■ ACTIVITY
Your answer is to be the count alone: the number of lines in the data below where "above" appears.

■ RECORDS FOR THIS TASK
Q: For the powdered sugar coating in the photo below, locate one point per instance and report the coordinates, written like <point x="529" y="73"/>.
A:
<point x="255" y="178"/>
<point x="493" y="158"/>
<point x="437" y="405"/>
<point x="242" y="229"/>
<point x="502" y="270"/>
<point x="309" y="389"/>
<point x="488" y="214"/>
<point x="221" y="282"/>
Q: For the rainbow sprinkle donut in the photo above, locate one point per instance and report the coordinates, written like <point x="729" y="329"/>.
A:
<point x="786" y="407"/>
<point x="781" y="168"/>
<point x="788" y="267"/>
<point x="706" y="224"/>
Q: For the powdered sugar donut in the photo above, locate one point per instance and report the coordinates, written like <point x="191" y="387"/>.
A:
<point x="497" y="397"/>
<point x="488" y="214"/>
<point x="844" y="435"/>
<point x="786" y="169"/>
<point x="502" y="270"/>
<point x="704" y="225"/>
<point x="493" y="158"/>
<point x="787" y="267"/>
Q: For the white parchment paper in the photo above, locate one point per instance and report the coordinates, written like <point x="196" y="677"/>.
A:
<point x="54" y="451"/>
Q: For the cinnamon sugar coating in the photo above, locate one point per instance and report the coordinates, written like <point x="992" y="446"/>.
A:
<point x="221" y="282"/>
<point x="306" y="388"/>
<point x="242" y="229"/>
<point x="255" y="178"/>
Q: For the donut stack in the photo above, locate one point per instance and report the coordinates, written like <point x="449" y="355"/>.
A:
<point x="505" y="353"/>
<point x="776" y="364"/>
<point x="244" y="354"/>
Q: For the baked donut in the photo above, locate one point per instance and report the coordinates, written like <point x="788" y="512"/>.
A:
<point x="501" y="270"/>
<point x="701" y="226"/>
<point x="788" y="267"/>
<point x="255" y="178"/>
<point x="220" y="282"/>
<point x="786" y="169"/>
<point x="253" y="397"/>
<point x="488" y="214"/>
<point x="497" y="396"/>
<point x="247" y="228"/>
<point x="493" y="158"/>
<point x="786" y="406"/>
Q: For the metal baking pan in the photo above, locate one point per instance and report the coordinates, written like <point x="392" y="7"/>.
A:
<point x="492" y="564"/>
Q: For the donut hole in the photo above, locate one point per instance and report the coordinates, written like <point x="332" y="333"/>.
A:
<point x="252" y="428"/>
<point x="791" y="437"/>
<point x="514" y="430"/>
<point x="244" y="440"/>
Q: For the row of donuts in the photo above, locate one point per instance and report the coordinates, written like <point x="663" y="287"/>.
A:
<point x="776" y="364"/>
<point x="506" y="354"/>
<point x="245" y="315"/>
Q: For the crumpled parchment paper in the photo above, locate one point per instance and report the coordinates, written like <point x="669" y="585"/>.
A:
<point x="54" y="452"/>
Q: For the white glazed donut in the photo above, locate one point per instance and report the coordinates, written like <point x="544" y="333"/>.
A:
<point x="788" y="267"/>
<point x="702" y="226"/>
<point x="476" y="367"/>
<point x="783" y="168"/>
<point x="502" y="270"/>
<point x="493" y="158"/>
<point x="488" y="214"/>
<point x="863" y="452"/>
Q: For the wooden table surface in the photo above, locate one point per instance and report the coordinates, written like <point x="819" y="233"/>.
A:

■ PROBLEM SOLUTION
12